- Work request:
Please return only the lines from the one holding "Target: leaf litter" through the one holding "Could you identify the book", exactly as they appear in the records below, both ends included.

- The data:
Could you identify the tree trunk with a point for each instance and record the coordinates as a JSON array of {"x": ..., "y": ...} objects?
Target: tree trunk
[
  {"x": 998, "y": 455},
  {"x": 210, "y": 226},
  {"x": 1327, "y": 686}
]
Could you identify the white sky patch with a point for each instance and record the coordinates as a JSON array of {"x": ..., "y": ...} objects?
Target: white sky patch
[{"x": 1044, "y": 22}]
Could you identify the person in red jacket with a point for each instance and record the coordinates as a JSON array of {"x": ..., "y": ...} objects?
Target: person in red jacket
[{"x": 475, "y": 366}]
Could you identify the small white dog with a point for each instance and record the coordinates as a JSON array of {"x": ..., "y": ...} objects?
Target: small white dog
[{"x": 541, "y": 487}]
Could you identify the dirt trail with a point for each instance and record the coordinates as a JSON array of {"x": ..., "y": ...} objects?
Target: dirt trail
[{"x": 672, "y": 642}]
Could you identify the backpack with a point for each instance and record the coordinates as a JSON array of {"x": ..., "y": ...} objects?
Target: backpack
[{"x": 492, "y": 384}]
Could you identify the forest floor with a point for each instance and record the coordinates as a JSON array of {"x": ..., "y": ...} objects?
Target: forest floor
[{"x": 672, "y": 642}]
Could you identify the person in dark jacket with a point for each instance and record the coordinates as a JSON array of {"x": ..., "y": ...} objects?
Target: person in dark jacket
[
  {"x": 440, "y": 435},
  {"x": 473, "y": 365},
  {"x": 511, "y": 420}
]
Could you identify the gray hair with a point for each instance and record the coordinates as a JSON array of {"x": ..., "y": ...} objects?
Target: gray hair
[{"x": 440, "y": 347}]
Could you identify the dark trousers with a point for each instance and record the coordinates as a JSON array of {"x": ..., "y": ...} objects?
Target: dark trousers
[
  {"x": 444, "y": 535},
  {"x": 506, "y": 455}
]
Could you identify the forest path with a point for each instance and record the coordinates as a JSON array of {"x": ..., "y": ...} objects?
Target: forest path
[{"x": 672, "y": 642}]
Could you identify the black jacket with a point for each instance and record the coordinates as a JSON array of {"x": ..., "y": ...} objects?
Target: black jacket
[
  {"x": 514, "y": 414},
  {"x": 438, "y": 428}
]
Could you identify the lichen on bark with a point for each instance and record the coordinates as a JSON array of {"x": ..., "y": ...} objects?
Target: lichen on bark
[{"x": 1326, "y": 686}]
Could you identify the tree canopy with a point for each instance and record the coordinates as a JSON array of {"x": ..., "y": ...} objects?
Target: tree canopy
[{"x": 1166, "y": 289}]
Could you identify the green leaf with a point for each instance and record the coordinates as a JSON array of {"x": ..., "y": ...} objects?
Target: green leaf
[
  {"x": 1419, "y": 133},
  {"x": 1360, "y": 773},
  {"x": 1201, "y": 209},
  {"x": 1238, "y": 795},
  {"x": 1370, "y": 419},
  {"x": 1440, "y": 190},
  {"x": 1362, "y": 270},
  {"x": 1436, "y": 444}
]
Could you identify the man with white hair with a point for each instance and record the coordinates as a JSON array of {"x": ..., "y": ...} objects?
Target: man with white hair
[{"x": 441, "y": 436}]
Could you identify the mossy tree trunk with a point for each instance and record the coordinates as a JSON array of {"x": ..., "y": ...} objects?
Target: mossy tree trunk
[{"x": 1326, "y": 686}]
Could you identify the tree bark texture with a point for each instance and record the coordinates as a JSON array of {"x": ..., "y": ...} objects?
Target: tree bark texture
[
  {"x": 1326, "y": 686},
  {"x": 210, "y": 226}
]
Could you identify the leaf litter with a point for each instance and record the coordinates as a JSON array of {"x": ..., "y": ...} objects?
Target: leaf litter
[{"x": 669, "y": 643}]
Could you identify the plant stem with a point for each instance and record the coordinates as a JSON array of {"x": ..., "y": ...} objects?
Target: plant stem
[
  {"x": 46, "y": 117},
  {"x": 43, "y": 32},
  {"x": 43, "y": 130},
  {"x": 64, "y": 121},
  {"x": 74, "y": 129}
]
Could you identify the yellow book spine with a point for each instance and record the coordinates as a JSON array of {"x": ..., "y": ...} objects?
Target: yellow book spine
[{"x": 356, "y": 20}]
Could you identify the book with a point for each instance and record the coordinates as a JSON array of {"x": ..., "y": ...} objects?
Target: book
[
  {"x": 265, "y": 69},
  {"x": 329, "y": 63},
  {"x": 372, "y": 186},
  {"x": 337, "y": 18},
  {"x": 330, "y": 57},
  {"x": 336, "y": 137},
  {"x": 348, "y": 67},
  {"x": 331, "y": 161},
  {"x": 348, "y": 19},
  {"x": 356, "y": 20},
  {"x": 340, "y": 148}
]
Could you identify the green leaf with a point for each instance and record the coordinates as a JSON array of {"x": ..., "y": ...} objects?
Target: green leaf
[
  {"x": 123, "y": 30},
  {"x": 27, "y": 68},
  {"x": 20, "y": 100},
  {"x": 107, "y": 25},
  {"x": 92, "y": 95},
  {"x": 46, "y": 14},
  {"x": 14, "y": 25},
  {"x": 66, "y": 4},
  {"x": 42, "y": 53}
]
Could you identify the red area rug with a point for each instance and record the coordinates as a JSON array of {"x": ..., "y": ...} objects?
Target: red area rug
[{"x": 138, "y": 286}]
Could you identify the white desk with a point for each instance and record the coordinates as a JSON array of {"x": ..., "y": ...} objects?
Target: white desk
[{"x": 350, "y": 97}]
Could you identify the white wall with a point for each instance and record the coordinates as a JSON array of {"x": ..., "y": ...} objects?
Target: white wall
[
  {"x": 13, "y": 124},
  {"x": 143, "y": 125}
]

- Exercise result:
Target: leaf litter
[{"x": 669, "y": 643}]
Could you identify the plant stem with a point for each instance and record the coordinates as a JSON array of {"x": ..., "y": ...} objects?
Target: plant stem
[
  {"x": 46, "y": 117},
  {"x": 43, "y": 32},
  {"x": 43, "y": 130},
  {"x": 64, "y": 121},
  {"x": 74, "y": 129}
]
Could you identify the yellow book spine with a point for each instance and record the coordinates as a JSON array of {"x": ..., "y": ...} objects?
Target: yellow book spine
[{"x": 356, "y": 20}]
Could you identify the book with a point for each instance and record the coordinates as a JSON array of {"x": ..., "y": ...} objects?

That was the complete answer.